begin

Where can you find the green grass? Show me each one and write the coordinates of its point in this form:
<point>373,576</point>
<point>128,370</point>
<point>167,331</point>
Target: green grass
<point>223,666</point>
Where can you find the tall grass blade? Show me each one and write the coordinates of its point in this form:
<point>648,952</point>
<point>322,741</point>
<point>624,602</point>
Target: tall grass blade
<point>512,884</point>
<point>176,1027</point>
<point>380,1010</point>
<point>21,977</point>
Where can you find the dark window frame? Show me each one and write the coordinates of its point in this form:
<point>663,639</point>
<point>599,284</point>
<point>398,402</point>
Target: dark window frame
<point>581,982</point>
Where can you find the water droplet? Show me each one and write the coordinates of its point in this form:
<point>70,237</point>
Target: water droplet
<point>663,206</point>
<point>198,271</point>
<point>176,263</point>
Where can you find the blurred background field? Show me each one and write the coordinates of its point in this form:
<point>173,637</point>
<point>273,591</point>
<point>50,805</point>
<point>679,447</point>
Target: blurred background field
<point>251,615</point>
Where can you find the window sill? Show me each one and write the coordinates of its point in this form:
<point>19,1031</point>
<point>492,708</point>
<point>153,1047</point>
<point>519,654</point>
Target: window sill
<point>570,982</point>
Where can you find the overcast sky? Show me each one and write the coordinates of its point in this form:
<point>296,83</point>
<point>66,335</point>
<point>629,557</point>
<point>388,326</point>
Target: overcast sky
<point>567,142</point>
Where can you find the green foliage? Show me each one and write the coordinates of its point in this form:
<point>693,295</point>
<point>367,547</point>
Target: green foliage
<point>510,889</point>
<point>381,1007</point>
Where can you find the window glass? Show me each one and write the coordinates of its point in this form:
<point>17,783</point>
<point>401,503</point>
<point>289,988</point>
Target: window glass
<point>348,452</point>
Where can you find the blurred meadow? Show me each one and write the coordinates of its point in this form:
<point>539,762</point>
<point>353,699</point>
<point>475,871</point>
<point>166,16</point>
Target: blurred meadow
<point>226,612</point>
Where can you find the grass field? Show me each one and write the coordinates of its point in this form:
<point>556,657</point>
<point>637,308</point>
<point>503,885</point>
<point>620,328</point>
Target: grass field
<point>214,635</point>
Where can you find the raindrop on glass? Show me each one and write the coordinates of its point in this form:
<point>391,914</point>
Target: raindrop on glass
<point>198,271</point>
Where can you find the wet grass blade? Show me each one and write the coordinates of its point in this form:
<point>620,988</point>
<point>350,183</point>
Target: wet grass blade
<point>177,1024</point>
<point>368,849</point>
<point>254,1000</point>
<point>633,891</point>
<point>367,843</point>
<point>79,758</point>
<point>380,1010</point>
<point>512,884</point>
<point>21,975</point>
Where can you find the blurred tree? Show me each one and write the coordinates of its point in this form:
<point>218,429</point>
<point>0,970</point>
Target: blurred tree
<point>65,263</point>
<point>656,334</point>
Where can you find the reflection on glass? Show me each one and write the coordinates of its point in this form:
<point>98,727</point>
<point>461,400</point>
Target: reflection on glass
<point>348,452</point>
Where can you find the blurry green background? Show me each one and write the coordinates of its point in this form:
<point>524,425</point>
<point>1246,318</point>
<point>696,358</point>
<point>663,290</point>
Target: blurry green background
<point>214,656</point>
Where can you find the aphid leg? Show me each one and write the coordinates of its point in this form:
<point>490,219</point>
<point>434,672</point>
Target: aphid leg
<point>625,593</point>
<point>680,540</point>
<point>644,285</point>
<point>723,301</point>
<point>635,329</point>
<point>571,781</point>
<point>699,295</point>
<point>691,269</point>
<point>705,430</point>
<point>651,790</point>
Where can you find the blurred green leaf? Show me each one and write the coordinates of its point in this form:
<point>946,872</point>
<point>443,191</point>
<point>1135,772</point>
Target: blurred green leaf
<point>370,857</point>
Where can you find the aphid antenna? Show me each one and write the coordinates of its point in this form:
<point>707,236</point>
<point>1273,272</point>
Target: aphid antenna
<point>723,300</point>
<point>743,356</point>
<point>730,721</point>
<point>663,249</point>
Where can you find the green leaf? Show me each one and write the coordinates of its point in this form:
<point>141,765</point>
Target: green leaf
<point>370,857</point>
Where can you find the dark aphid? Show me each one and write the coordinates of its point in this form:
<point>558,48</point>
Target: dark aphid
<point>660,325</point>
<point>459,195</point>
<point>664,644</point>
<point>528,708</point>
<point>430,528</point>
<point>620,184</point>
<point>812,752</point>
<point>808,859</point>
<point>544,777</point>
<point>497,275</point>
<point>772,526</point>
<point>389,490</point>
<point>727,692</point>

end

* **TASK**: Reproduce the lines from the one containing "Where can you find the overcast" to the one containing "<point>226,612</point>", keeping both end lines and changing nothing.

* **FINISHED EXERCISE**:
Where can you find the overcast sky? Show me each one and write the coordinates of its point in this form:
<point>296,83</point>
<point>66,335</point>
<point>629,557</point>
<point>388,326</point>
Target: overcast sky
<point>567,142</point>
Where can you find the green foliage? Show me each one and write the coordinates of its point in this form:
<point>693,295</point>
<point>367,547</point>
Target: green foliage
<point>510,889</point>
<point>381,1007</point>
Where can you find the window glass? Show me each one and write the coordinates of its point in this form:
<point>17,783</point>
<point>401,503</point>
<point>289,988</point>
Target: window glass
<point>348,452</point>
Where can you find the blurred meadow? Show me each one and write the coordinates of its point in this form:
<point>539,762</point>
<point>353,699</point>
<point>475,871</point>
<point>166,16</point>
Target: blurred meadow
<point>226,612</point>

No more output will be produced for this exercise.